PROVIDED MATERIAL:
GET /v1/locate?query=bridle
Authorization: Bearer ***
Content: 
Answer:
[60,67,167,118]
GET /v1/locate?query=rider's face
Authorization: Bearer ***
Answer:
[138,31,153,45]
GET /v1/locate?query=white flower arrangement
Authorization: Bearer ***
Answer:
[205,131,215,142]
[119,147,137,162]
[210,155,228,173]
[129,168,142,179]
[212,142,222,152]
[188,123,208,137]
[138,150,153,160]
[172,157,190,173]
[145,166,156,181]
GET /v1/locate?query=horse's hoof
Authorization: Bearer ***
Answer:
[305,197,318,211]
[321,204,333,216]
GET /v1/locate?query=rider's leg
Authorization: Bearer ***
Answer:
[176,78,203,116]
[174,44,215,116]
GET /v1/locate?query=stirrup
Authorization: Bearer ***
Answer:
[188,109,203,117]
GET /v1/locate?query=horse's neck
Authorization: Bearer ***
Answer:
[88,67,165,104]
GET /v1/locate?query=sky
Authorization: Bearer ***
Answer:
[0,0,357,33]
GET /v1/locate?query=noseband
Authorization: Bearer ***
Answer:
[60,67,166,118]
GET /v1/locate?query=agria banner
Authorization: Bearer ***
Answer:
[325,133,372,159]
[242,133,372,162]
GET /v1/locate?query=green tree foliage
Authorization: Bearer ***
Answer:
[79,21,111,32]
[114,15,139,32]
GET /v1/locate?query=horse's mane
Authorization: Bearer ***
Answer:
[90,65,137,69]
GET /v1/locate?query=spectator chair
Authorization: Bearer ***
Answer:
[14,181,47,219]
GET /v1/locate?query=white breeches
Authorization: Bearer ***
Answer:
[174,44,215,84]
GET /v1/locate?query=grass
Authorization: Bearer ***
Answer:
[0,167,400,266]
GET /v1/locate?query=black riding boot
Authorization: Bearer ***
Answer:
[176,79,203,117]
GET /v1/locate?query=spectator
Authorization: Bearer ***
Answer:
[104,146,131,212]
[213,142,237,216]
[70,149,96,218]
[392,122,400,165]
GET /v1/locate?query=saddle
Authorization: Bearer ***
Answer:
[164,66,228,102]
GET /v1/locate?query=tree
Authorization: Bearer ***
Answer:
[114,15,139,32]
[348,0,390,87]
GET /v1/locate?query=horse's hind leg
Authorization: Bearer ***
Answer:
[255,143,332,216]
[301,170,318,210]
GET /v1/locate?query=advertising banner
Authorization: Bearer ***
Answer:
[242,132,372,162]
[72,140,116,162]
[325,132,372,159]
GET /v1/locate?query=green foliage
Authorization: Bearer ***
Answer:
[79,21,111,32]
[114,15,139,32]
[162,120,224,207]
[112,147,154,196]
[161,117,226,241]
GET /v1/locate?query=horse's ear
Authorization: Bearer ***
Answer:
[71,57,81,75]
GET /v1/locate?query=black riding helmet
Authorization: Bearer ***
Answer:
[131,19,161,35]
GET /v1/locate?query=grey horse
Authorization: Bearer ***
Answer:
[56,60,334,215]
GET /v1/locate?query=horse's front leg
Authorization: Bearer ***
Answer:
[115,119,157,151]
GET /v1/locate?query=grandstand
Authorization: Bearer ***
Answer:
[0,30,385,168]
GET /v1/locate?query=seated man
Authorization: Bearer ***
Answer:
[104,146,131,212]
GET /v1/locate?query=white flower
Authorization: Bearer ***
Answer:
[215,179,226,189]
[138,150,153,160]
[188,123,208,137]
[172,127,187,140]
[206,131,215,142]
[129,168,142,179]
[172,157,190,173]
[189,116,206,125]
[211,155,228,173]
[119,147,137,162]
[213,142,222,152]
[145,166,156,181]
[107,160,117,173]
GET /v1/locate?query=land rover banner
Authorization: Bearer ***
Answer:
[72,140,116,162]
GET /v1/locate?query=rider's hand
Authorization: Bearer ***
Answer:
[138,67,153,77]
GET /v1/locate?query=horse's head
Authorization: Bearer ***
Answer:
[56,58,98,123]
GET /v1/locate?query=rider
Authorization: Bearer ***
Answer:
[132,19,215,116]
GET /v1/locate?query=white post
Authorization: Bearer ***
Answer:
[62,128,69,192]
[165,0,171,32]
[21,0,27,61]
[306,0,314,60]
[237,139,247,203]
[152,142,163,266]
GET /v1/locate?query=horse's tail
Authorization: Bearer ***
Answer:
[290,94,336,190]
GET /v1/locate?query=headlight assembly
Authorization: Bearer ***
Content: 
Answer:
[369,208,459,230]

INSTRUCTION:
From the records above, copy word for word the lines starting with the one that contains "GET /v1/locate?query=black riding helmet" and going on through the one that contains "[0,30,385,168]", both of those lines included.

OUTPUT FOR THIS TASK:
GET /v1/locate?query=black riding helmet
Authorization: Bearer ***
Answer:
[131,19,161,35]
GET /v1/locate?query=grey horse
Authorization: Bearer ***
Answer:
[56,60,334,215]
GET /v1/locate?query=horse's front leg
Authorization: Bearer ***
Answer:
[115,119,157,151]
GET /v1/locate?query=grandstand
Authorization: Bearer ***
Answer:
[0,30,385,168]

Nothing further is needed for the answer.